EXERCISE OBJECTIVE: Lay out the stretch from the line containing "ceiling | locate" through the end of the records as a JSON list of strings, one string per line, leaving out any blank lines.

AVAILABLE RECORDS:

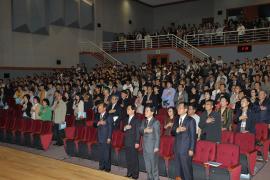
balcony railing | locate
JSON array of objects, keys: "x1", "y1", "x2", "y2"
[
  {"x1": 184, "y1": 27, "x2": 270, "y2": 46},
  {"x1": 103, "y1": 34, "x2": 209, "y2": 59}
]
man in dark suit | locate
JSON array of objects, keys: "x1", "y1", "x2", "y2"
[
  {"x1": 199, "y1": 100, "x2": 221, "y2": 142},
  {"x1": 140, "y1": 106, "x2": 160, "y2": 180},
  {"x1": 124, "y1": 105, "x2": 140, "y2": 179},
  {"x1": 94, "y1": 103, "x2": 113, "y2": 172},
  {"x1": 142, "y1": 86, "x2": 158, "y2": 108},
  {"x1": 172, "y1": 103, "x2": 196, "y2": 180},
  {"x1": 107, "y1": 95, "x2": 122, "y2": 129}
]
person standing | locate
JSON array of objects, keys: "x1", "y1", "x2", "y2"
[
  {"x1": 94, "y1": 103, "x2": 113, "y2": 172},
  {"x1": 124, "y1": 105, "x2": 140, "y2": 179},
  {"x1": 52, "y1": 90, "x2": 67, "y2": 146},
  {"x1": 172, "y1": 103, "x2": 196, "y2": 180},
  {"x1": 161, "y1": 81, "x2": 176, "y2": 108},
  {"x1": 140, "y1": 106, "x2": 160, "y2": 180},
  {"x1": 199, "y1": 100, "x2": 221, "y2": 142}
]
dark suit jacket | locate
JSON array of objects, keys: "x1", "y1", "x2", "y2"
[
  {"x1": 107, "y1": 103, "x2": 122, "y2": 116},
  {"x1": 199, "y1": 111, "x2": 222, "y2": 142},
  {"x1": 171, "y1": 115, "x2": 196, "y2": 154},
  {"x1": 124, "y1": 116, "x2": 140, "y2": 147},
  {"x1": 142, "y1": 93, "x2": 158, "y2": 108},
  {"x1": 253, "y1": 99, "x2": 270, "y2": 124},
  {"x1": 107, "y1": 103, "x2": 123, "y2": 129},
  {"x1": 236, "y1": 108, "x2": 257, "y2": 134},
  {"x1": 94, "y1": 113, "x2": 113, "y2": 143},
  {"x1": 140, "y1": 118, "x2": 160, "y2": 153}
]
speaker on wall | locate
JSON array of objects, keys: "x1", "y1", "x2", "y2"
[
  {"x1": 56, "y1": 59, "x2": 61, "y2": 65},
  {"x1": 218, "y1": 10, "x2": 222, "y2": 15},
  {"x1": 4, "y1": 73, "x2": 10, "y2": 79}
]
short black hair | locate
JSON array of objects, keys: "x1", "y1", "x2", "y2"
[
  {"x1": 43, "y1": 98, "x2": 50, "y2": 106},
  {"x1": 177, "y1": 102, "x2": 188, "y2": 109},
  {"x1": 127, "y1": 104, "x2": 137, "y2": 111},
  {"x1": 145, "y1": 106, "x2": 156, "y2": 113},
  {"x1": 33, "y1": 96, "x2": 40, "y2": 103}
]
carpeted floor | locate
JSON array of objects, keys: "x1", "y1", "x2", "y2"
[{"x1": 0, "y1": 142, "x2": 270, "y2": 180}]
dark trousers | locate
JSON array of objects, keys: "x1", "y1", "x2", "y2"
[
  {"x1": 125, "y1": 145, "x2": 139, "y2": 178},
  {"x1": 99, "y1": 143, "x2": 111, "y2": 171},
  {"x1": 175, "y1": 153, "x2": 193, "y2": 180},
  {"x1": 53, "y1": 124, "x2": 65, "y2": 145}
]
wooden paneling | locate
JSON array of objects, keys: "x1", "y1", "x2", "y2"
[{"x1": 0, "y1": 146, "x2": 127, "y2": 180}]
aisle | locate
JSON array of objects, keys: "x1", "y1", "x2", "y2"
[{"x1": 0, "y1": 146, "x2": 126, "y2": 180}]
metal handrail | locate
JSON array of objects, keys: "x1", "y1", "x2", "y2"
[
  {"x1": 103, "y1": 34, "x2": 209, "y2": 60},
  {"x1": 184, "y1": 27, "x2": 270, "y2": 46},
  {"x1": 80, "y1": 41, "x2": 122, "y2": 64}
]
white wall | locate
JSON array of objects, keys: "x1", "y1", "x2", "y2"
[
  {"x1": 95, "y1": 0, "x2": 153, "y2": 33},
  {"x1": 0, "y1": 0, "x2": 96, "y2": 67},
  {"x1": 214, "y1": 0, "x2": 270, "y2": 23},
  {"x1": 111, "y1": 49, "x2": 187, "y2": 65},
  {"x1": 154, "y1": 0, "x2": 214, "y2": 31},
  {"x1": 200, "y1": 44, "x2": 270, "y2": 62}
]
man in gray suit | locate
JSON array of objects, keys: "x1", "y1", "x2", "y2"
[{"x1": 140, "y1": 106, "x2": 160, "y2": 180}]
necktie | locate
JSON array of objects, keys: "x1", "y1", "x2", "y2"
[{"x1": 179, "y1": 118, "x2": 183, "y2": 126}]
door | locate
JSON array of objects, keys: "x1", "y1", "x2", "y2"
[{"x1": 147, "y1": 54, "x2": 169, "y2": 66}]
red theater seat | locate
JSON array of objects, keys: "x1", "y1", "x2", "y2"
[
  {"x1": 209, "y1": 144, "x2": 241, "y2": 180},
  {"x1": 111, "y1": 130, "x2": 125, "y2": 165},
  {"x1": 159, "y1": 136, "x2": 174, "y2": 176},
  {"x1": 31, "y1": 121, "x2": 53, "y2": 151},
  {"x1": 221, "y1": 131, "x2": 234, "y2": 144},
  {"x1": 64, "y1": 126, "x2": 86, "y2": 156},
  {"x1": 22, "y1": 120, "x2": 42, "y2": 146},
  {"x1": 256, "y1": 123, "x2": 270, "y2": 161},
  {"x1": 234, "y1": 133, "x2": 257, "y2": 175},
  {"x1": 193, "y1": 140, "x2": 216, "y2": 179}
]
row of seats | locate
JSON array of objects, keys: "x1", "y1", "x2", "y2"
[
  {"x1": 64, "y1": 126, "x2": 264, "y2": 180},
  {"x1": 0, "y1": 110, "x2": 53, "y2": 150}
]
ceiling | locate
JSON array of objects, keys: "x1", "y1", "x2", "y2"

THE COMPLETED TASK:
[
  "ceiling | locate",
  "JSON array of objects, keys: \"x1\", \"y1\", \"x2\", \"y2\""
]